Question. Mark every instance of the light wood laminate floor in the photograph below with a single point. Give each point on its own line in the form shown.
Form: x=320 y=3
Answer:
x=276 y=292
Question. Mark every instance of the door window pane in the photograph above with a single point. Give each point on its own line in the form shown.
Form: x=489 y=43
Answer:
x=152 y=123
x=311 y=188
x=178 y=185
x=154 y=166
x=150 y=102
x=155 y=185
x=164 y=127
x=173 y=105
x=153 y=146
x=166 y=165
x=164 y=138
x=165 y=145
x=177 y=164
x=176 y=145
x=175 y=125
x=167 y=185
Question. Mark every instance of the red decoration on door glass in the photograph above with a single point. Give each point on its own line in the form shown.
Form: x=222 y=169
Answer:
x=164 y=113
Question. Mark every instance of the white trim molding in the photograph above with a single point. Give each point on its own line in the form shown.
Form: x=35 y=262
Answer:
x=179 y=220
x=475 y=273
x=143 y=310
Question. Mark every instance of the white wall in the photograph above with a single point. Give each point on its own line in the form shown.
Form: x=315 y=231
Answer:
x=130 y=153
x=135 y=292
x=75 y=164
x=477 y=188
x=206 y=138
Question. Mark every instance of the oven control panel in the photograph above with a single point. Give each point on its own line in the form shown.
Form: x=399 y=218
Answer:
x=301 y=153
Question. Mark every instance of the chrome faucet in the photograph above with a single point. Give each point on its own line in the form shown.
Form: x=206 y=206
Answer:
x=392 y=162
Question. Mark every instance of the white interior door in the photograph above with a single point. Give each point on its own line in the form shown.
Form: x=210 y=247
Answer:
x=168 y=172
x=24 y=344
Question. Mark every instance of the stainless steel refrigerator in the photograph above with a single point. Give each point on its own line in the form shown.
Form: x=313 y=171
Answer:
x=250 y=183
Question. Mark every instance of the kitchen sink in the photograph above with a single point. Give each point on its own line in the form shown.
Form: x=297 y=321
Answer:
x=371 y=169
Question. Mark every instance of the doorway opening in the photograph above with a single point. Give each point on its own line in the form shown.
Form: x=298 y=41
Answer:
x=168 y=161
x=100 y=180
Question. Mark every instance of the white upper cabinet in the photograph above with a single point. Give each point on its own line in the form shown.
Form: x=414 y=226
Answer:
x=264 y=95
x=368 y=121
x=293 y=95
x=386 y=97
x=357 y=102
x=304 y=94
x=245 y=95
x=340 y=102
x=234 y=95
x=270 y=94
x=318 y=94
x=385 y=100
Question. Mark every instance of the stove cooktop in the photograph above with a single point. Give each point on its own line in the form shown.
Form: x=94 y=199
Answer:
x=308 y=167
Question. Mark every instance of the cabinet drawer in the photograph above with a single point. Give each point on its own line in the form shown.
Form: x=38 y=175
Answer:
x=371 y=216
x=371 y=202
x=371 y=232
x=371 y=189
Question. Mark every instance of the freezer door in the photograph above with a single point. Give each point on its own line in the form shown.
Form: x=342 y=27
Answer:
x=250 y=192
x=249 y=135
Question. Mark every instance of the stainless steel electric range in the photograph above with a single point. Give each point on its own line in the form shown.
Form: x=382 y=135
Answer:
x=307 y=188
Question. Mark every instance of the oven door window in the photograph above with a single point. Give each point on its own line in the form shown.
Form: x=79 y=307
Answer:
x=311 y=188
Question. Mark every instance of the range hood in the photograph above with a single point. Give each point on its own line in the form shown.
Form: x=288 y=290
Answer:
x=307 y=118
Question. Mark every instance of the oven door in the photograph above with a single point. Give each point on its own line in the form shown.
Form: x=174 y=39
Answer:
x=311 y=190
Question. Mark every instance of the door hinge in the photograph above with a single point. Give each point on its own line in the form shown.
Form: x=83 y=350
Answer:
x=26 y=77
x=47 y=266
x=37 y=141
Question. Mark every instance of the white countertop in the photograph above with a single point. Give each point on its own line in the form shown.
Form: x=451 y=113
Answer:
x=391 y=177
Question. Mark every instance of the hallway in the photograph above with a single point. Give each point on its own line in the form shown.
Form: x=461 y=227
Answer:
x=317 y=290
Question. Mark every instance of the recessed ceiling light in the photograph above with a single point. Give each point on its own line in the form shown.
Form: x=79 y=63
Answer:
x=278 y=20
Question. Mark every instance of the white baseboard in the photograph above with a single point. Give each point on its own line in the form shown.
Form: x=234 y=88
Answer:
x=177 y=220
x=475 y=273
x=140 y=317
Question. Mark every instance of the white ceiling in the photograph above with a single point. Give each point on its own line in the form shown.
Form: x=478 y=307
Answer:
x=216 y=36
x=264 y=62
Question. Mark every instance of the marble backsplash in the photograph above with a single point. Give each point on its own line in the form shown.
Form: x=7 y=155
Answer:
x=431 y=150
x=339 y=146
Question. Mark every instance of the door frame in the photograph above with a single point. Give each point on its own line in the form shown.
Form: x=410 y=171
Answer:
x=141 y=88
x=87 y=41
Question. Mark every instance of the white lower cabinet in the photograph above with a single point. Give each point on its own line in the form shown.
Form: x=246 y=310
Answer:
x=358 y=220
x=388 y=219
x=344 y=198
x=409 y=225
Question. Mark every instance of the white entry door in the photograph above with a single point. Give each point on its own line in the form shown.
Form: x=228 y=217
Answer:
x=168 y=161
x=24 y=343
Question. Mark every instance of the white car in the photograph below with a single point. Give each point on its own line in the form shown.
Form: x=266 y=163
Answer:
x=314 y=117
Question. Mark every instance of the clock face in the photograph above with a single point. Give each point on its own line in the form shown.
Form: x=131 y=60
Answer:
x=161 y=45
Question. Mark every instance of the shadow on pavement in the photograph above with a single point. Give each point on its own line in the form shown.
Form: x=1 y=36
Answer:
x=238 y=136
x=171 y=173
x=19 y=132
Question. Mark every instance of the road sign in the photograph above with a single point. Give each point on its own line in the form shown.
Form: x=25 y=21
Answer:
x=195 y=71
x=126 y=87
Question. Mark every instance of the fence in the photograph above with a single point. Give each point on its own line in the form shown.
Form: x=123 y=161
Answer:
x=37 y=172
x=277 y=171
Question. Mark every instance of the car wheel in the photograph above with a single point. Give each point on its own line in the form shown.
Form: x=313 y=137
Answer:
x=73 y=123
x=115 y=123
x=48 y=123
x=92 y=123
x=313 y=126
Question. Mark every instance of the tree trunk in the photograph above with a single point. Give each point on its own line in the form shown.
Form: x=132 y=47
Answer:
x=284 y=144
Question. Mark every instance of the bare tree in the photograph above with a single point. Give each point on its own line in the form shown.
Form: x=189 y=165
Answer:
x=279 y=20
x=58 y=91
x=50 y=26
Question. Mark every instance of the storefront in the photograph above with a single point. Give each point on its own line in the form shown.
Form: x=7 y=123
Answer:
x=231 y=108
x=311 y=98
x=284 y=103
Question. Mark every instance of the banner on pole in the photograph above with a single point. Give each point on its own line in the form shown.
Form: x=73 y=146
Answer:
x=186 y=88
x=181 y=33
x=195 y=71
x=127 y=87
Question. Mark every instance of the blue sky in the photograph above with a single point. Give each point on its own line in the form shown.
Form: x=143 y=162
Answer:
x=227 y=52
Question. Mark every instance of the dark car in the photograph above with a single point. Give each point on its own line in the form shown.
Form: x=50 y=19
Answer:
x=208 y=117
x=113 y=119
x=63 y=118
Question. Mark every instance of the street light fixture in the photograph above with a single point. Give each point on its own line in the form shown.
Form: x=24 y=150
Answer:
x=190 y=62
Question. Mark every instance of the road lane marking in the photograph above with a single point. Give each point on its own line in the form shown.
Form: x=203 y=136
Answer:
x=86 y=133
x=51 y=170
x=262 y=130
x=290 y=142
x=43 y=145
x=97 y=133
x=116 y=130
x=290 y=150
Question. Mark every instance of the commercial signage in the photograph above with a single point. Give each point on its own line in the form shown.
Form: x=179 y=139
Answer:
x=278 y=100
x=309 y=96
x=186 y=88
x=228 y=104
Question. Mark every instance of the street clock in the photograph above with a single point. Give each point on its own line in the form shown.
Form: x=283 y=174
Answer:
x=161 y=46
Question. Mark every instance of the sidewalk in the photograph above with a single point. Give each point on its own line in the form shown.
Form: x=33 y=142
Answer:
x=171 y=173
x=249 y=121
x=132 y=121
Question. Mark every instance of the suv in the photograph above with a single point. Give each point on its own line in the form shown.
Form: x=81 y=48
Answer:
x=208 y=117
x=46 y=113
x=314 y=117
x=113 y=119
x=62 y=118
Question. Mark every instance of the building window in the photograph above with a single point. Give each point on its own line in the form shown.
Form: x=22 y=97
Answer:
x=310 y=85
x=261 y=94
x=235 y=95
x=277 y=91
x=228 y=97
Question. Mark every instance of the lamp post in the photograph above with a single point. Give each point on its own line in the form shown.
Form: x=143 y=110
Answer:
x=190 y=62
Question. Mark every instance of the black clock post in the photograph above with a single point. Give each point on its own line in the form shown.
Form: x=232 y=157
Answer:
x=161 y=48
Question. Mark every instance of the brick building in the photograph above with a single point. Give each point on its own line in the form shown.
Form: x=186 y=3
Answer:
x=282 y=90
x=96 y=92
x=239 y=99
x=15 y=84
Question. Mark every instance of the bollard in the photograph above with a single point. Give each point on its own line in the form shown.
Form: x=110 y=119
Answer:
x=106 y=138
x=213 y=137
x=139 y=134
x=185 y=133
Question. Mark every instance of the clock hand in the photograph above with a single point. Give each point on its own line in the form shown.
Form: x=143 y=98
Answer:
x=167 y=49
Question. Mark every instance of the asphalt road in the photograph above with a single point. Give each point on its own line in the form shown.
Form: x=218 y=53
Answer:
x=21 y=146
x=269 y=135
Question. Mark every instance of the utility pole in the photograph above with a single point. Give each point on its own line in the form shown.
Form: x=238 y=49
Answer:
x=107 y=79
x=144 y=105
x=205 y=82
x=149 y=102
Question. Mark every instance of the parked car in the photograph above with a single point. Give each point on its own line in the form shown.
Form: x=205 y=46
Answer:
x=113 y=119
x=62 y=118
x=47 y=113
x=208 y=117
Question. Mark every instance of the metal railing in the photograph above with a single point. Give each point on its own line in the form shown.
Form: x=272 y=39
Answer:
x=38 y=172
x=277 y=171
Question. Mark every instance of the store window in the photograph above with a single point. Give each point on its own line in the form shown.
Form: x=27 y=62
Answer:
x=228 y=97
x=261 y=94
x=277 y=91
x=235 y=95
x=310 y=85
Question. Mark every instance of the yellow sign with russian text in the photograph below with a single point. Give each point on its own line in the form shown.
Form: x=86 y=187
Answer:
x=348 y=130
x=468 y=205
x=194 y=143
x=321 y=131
____
> **Work request**:
Go through the listing above and pull out each line containing the word "pole".

> **Your solution**:
Question. Mark every instance of the banner on pole in the photograph above with a single point. Give each point on its own line in the form shown.
Question. Mark every instance of the utility pole in the photograph above with a single point. Give each point on its own line in the form shown.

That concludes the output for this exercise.